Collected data
───

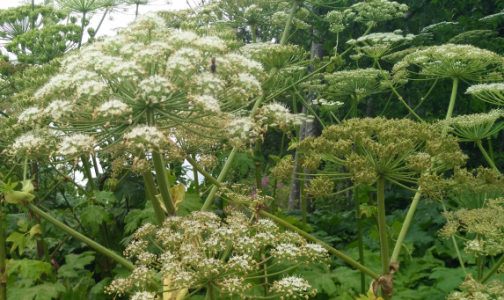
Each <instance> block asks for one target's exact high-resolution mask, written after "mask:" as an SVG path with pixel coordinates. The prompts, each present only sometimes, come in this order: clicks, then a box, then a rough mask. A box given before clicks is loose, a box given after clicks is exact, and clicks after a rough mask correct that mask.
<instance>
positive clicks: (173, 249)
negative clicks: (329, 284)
mask: <svg viewBox="0 0 504 300" xmlns="http://www.w3.org/2000/svg"><path fill="white" fill-rule="evenodd" d="M249 220H250V218H249V217H247V216H246V215H245V214H243V213H240V212H232V213H230V214H229V215H228V217H227V218H226V219H225V220H224V221H222V220H221V219H220V218H219V217H218V216H217V215H215V214H214V213H209V212H193V213H191V214H190V215H188V216H186V217H170V218H168V219H167V220H166V221H165V223H164V224H163V226H161V227H156V226H154V225H151V224H145V225H143V226H142V227H141V228H139V229H138V230H137V231H136V232H135V234H134V235H133V240H132V242H131V243H130V244H129V245H128V247H127V248H126V250H125V253H124V254H125V256H127V257H129V258H136V268H135V270H134V271H133V272H132V274H131V275H130V276H129V277H127V278H124V279H118V280H114V281H113V282H112V283H111V284H110V285H109V286H108V287H107V289H106V290H107V292H108V293H109V294H118V295H122V294H126V293H133V292H134V291H135V290H136V287H140V288H141V289H142V288H144V289H146V288H147V287H148V284H149V280H152V278H155V277H156V276H154V274H159V275H160V277H161V278H162V279H163V280H165V279H166V278H169V279H170V281H169V282H170V286H165V290H182V289H189V290H198V289H200V288H204V287H208V285H212V287H214V288H215V290H217V291H218V292H219V293H220V294H229V295H238V296H240V297H242V298H249V297H252V298H253V295H248V294H247V291H248V290H249V289H250V288H251V285H250V284H249V283H245V281H246V280H247V278H248V277H254V278H257V277H258V276H261V275H260V274H267V273H264V272H263V270H267V269H269V265H270V264H271V265H272V266H273V265H274V266H276V265H278V263H279V262H281V261H286V260H288V261H290V262H291V263H292V262H294V263H295V264H298V265H300V264H304V263H309V262H315V261H323V260H325V259H326V258H327V257H328V254H327V250H326V249H325V248H323V247H321V246H320V245H317V244H308V243H306V241H304V240H303V239H302V238H301V237H300V236H299V235H296V234H293V233H290V232H286V233H281V232H280V229H279V227H278V226H277V225H276V224H275V223H273V222H272V221H270V220H268V219H260V220H258V221H257V222H255V223H251V222H250V221H249ZM151 246H155V247H154V248H152V247H151ZM155 248H157V249H160V250H162V251H161V252H159V251H155V252H150V251H149V249H155ZM261 253H262V255H260V254H261ZM272 259H273V261H272ZM272 262H273V263H272ZM263 276H267V275H263ZM165 282H166V281H165ZM270 292H271V293H274V295H277V296H279V297H282V299H296V297H299V296H303V297H305V296H308V295H313V296H314V295H315V292H316V291H314V290H311V286H310V285H309V283H308V282H307V281H305V280H304V279H302V278H299V277H285V278H283V279H282V280H280V281H275V282H273V286H272V287H271V290H270ZM148 295H150V294H148V293H147V292H142V291H140V292H136V293H134V294H133V298H131V299H144V298H138V297H148ZM135 297H137V298H135ZM145 299H151V298H145Z"/></svg>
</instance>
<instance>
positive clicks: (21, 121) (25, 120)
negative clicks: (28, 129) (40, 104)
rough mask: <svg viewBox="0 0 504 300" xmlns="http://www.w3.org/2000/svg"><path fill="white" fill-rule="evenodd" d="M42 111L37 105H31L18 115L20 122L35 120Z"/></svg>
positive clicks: (18, 119) (24, 121)
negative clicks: (34, 106)
mask: <svg viewBox="0 0 504 300" xmlns="http://www.w3.org/2000/svg"><path fill="white" fill-rule="evenodd" d="M40 114H41V111H40V110H39V109H38V108H37V107H29V108H27V109H25V110H24V111H23V112H22V113H20V114H19V116H18V123H28V122H33V121H35V120H36V119H37V118H39V117H40Z"/></svg>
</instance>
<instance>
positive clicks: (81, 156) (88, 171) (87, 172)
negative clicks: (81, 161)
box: [81, 155, 96, 192]
mask: <svg viewBox="0 0 504 300" xmlns="http://www.w3.org/2000/svg"><path fill="white" fill-rule="evenodd" d="M81 160H82V164H83V165H84V175H86V178H87V180H88V183H89V186H90V187H91V190H92V191H93V192H94V191H95V190H96V186H95V184H94V180H93V176H92V175H91V164H90V163H89V160H88V157H87V155H82V156H81Z"/></svg>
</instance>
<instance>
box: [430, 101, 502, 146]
mask: <svg viewBox="0 0 504 300" xmlns="http://www.w3.org/2000/svg"><path fill="white" fill-rule="evenodd" d="M503 114H504V112H503V111H502V110H496V109H494V110H492V111H490V112H489V113H481V114H472V115H463V116H459V117H456V118H450V119H448V120H445V121H441V122H439V124H440V126H441V127H446V126H448V128H449V130H450V131H451V132H453V133H454V134H455V135H456V136H458V137H460V141H464V142H476V141H481V140H482V139H486V138H488V137H490V136H492V135H493V134H495V133H497V132H499V131H500V130H502V128H504V124H502V123H500V124H497V125H495V122H496V121H497V120H498V119H499V118H501V117H502V116H503Z"/></svg>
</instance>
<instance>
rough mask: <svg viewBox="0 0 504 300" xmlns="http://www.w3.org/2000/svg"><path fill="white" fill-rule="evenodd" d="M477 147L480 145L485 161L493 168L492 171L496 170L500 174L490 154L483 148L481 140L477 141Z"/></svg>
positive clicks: (483, 147)
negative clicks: (485, 160) (487, 162)
mask: <svg viewBox="0 0 504 300" xmlns="http://www.w3.org/2000/svg"><path fill="white" fill-rule="evenodd" d="M476 145H478V148H479V149H480V150H481V153H482V154H483V156H484V157H485V159H486V161H487V162H488V164H489V165H490V167H492V169H494V170H495V171H497V172H499V170H498V169H497V167H496V166H495V163H494V162H493V160H492V158H491V157H490V156H489V155H488V153H487V152H486V150H485V148H484V147H483V144H482V143H481V140H477V141H476Z"/></svg>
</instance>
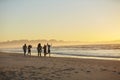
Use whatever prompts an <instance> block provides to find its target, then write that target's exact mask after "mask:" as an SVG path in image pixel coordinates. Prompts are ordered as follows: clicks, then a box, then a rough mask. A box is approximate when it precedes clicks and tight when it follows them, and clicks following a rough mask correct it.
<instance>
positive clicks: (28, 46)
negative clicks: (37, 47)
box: [28, 45, 32, 56]
mask: <svg viewBox="0 0 120 80" xmlns="http://www.w3.org/2000/svg"><path fill="white" fill-rule="evenodd" d="M31 48H32V45H28V54H30V56H31Z"/></svg>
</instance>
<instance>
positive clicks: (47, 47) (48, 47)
mask: <svg viewBox="0 0 120 80" xmlns="http://www.w3.org/2000/svg"><path fill="white" fill-rule="evenodd" d="M47 48H48V49H47V50H48V54H49V57H50V48H51V45H49V44H48V43H47Z"/></svg>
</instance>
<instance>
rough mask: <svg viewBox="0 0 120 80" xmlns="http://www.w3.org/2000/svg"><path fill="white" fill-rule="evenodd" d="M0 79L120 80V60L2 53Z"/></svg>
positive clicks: (0, 61)
mask: <svg viewBox="0 0 120 80" xmlns="http://www.w3.org/2000/svg"><path fill="white" fill-rule="evenodd" d="M0 80H120V61H112V60H95V59H76V58H59V57H50V58H49V57H37V56H32V57H30V56H23V55H21V54H15V53H3V52H0Z"/></svg>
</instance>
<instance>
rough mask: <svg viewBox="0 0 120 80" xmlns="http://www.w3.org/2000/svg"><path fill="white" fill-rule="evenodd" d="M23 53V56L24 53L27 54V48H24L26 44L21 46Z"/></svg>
mask: <svg viewBox="0 0 120 80" xmlns="http://www.w3.org/2000/svg"><path fill="white" fill-rule="evenodd" d="M23 51H24V56H25V55H26V52H27V46H26V44H24V45H23Z"/></svg>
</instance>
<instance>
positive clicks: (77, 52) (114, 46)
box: [0, 45, 120, 60]
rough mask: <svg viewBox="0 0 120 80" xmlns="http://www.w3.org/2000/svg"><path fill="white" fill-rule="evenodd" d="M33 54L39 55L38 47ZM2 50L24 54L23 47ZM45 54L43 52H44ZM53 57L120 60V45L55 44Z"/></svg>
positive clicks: (8, 51) (35, 49)
mask: <svg viewBox="0 0 120 80" xmlns="http://www.w3.org/2000/svg"><path fill="white" fill-rule="evenodd" d="M31 51H32V55H33V56H37V48H36V47H33V48H32V49H31ZM0 52H9V53H20V54H23V50H22V48H21V47H20V48H4V49H0ZM42 56H43V53H42ZM51 56H52V57H70V58H71V57H72V58H92V59H107V60H120V49H119V46H117V47H116V46H112V47H111V46H108V45H104V46H95V45H86V46H85V45H83V46H82V45H80V46H79V45H77V46H54V47H51Z"/></svg>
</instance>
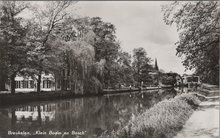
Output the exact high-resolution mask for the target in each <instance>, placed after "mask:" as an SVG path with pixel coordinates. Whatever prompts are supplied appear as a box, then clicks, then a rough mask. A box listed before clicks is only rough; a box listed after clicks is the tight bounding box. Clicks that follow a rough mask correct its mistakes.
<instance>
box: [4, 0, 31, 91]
mask: <svg viewBox="0 0 220 138" xmlns="http://www.w3.org/2000/svg"><path fill="white" fill-rule="evenodd" d="M0 6H1V7H0V35H1V39H0V41H1V42H0V43H1V47H0V51H1V57H0V60H1V63H0V64H1V75H3V76H0V77H3V78H6V77H10V79H11V92H12V93H14V92H15V80H14V79H15V76H16V75H17V73H18V72H20V71H21V69H22V68H24V67H25V65H26V61H27V52H28V51H29V48H28V47H27V45H26V34H27V30H28V29H27V26H25V25H23V24H22V21H23V19H22V18H20V17H18V15H19V14H20V13H21V12H22V11H23V10H24V9H26V8H27V5H26V4H24V3H23V2H16V1H2V2H1V3H0ZM2 81H3V82H1V83H5V82H4V81H6V79H4V80H2Z"/></svg>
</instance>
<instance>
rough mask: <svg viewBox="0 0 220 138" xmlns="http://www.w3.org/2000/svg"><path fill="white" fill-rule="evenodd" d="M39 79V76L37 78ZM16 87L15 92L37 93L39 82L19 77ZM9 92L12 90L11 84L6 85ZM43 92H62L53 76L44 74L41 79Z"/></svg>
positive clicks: (7, 89)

───

The answer must consist solely of the lines from the first line of the records through the line containing "positive clicks: (173, 249)", reproduced exactly and without the pictures.

Each <instance> block asks for one target's exact high-resolution mask, written after "mask:" as an SVG path with pixel coordinates. The prompts, each present only sometimes, come in this order: clicks, then a box, then a rough mask. A box given before clicks is loose, a box given after clicks is exact, and clicks after a rough mask correct that mask.
<instance>
positive clicks: (173, 249)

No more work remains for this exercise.